* _Goal of the exercise_
The data is to be set down once more, exactly as it reads.

Extracted entries Start Marker

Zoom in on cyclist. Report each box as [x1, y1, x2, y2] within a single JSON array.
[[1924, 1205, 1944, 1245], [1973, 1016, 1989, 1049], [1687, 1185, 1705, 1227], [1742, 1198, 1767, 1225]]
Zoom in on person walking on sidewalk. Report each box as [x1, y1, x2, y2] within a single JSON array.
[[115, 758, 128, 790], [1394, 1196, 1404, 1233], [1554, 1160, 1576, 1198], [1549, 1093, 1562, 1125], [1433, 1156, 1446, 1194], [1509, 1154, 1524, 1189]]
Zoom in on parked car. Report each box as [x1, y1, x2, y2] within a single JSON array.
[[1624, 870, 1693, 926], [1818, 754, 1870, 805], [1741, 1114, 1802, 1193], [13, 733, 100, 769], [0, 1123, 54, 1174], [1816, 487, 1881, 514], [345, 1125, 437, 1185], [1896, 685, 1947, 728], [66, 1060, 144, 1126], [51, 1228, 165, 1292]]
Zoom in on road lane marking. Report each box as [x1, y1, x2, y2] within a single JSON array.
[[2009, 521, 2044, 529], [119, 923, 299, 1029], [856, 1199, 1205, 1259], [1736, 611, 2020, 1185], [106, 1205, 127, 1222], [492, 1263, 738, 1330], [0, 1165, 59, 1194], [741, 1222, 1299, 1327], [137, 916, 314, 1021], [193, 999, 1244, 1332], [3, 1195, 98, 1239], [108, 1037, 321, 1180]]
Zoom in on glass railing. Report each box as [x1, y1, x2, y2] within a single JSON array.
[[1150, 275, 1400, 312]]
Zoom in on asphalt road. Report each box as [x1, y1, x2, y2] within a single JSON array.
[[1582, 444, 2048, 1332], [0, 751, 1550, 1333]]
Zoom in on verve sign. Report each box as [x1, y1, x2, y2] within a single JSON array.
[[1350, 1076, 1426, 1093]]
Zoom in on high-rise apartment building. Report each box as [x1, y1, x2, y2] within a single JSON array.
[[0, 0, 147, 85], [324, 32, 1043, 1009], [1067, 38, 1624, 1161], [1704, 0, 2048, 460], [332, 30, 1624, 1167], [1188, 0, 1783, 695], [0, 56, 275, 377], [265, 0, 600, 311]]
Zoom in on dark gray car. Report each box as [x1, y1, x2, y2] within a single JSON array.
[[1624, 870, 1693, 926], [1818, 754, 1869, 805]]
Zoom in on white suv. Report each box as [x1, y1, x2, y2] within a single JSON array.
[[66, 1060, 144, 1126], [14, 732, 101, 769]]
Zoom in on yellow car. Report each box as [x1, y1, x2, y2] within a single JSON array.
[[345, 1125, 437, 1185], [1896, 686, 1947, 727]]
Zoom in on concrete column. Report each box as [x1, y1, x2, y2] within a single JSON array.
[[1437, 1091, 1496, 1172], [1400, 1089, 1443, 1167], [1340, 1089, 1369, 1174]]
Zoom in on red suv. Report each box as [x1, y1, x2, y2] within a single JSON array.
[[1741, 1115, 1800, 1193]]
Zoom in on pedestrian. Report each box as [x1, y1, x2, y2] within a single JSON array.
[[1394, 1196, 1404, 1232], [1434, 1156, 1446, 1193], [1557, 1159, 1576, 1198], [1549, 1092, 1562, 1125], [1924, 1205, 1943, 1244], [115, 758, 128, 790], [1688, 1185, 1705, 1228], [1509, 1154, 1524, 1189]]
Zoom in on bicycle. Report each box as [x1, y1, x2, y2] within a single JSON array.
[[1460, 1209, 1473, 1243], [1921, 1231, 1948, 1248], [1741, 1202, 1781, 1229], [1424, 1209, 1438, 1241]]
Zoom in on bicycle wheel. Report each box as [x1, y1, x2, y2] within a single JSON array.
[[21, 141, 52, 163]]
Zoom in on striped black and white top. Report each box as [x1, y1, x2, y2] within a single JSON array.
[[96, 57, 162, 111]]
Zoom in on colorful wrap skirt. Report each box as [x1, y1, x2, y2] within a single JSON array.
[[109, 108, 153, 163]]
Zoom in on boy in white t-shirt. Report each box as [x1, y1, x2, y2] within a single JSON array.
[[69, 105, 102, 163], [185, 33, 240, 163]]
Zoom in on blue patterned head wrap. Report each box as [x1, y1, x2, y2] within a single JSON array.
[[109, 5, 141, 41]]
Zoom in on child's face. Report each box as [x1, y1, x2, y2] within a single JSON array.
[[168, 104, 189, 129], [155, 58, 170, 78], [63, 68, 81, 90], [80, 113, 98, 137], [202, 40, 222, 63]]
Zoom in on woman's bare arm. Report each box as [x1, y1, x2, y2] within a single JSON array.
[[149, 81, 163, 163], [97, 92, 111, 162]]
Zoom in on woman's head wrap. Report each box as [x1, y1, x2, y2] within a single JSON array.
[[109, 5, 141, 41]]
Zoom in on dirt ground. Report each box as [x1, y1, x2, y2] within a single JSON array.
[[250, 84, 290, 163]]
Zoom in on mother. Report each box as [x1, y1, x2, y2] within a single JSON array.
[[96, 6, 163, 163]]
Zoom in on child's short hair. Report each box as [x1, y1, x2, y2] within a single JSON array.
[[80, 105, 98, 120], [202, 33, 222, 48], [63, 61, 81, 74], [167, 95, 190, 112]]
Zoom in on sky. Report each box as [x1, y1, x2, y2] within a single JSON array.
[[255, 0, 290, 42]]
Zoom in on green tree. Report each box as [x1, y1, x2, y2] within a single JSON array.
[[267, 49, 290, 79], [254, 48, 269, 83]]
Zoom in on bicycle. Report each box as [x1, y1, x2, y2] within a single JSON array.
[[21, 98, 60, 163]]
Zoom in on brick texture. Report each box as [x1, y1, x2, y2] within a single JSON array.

Extracted entries End Marker

* _Exercise solution_
Zoom in on cyclist. Report each box as [x1, y1, x2, y2] within a single JSON array.
[[1924, 1205, 1944, 1245], [1973, 1016, 1989, 1049], [1687, 1185, 1705, 1227], [1742, 1198, 1767, 1225]]
Zoom in on person walking on sidewalk. Report each box as [x1, y1, x2, y2] within a single JSON array.
[[115, 758, 128, 790], [1394, 1196, 1404, 1233], [1554, 1160, 1576, 1198], [1549, 1093, 1562, 1125], [1433, 1156, 1446, 1194], [1509, 1154, 1524, 1189]]
Zoom in on parked car. Report each box as [x1, y1, x2, y2] within a single JSON array.
[[1624, 870, 1693, 926], [1818, 754, 1870, 805], [1741, 1114, 1802, 1193], [13, 733, 100, 769], [0, 1123, 54, 1174], [1816, 487, 1881, 514], [345, 1125, 437, 1185], [1896, 685, 1947, 728], [66, 1060, 144, 1126], [51, 1228, 165, 1292]]
Zoom in on road lane marking. Report each box as [x1, y1, x2, y2] within a single JSON array.
[[2009, 521, 2044, 529], [119, 923, 299, 1029], [856, 1199, 1205, 1259], [1736, 611, 2020, 1185], [106, 1205, 127, 1222], [492, 1263, 738, 1330], [0, 1165, 59, 1194], [741, 1222, 1299, 1327], [137, 916, 314, 1021], [193, 999, 1244, 1332], [3, 1195, 98, 1239], [108, 1037, 321, 1180]]
Zoom in on glass railing. Report each box as [x1, y1, x2, y2] within a single JSON array.
[[1150, 275, 1400, 312]]
Zoom in on asphalt road. Report each box as [x1, y1, x2, y2] within a single JSON array.
[[1582, 444, 2048, 1332], [0, 751, 1550, 1333]]
Zoom in on verve sign. Report each box as [x1, y1, x2, y2] within a single JSON array.
[[1350, 1076, 1426, 1093]]
Zoom in on high-rise apartment building. Report each box as [x1, y1, x2, y2] within a single JSON array.
[[0, 0, 147, 85], [324, 32, 1043, 1009], [1067, 38, 1624, 1161], [1704, 0, 2048, 460], [332, 30, 1624, 1167], [1188, 0, 1783, 695], [0, 56, 275, 377], [265, 0, 600, 311]]
Zoom in on dark gray car. Report each box as [x1, y1, x2, y2] within a single JSON array.
[[1624, 870, 1693, 926], [1818, 754, 1869, 805]]
Zoom in on white suv. Report each box as [x1, y1, x2, y2] within a single JSON array.
[[66, 1060, 144, 1126], [14, 732, 101, 769]]
Zoom in on yellow car. Report each box as [x1, y1, x2, y2] within a single JSON array.
[[345, 1125, 437, 1185], [1896, 686, 1947, 727]]
Zoom in on concrete column. Report each box as [x1, y1, x2, y2] within a single JSON array.
[[1437, 1091, 1496, 1172], [1400, 1089, 1443, 1167], [1340, 1089, 1369, 1174]]
Zoom in on red suv. Report each box as [x1, y1, x2, y2] within a single JSON array.
[[1741, 1115, 1800, 1193]]
Zoom in on pedestrian. Report each box as [x1, y1, x2, y2] within a single JSON array.
[[1394, 1196, 1404, 1232], [1434, 1156, 1446, 1193], [1557, 1159, 1576, 1198], [1549, 1092, 1562, 1125], [1924, 1205, 1943, 1244], [115, 758, 128, 790], [1688, 1185, 1705, 1228], [1509, 1154, 1524, 1189]]
Zoom in on bicycle. Report each box as [x1, y1, x2, y2] within a single JSON array.
[[1460, 1209, 1473, 1243], [1921, 1231, 1948, 1248], [1741, 1202, 1781, 1229], [1424, 1209, 1438, 1241]]
Zoom in on bicycle wheel. Report each box as [x1, y1, x2, y2] within a single JSON array.
[[21, 141, 52, 163]]
Zoom in on striped black and white top. Report each box as [x1, y1, x2, y2] within a single JSON array.
[[96, 57, 162, 111]]
Zoom in on colorful wrap skirt. Report each box as [x1, y1, x2, y2] within a single JSON array.
[[109, 108, 153, 163]]
Zoom in on boy in white t-shirt. Report each box as [x1, y1, x2, y2] within a single JSON array.
[[69, 105, 102, 163], [185, 33, 240, 163]]
Zoom in on blue patterned head wrap. Report each box as [x1, y1, x2, y2] within a single JSON array.
[[109, 5, 141, 41]]
Zoom in on child's face. Report each box as [x1, y1, x2, y2] within a single JSON array.
[[168, 104, 189, 129], [155, 58, 170, 78], [63, 68, 81, 90], [80, 113, 98, 137], [202, 40, 222, 63]]
Zoom in on woman's bare arm. Report each box as [x1, y1, x2, y2] within a single JSON array.
[[149, 81, 163, 163], [97, 92, 111, 162]]
Zoom in on woman's head wrap. Report each box as [x1, y1, x2, y2] within a single JSON array.
[[109, 5, 141, 41]]
Zoom in on dirt ground. Report each box as [x1, y1, x2, y2] within a single JSON array.
[[250, 84, 290, 163]]
Zoom in on mother. Report each box as [x1, y1, x2, y2] within a single JSON array.
[[96, 6, 163, 163]]
Zoom in on child's short hair. Report each box as [x1, y1, x2, y2] within a single JSON array.
[[80, 105, 98, 120], [202, 33, 222, 48], [63, 61, 81, 74], [167, 95, 190, 112]]
Zoom in on sky. Report each box as [x1, y1, x2, y2] within a single JSON array.
[[255, 0, 290, 42]]
Zoom in on green tree. Report each box as [x1, y1, x2, y2] within a single JSON array.
[[267, 49, 290, 79], [254, 48, 269, 83]]
Zoom in on bicycle. Report each box as [x1, y1, x2, y2] within a single JSON array.
[[21, 98, 60, 163]]
Zoom in on brick texture. Report each box as [x1, y1, x2, y2] within a single JSON array.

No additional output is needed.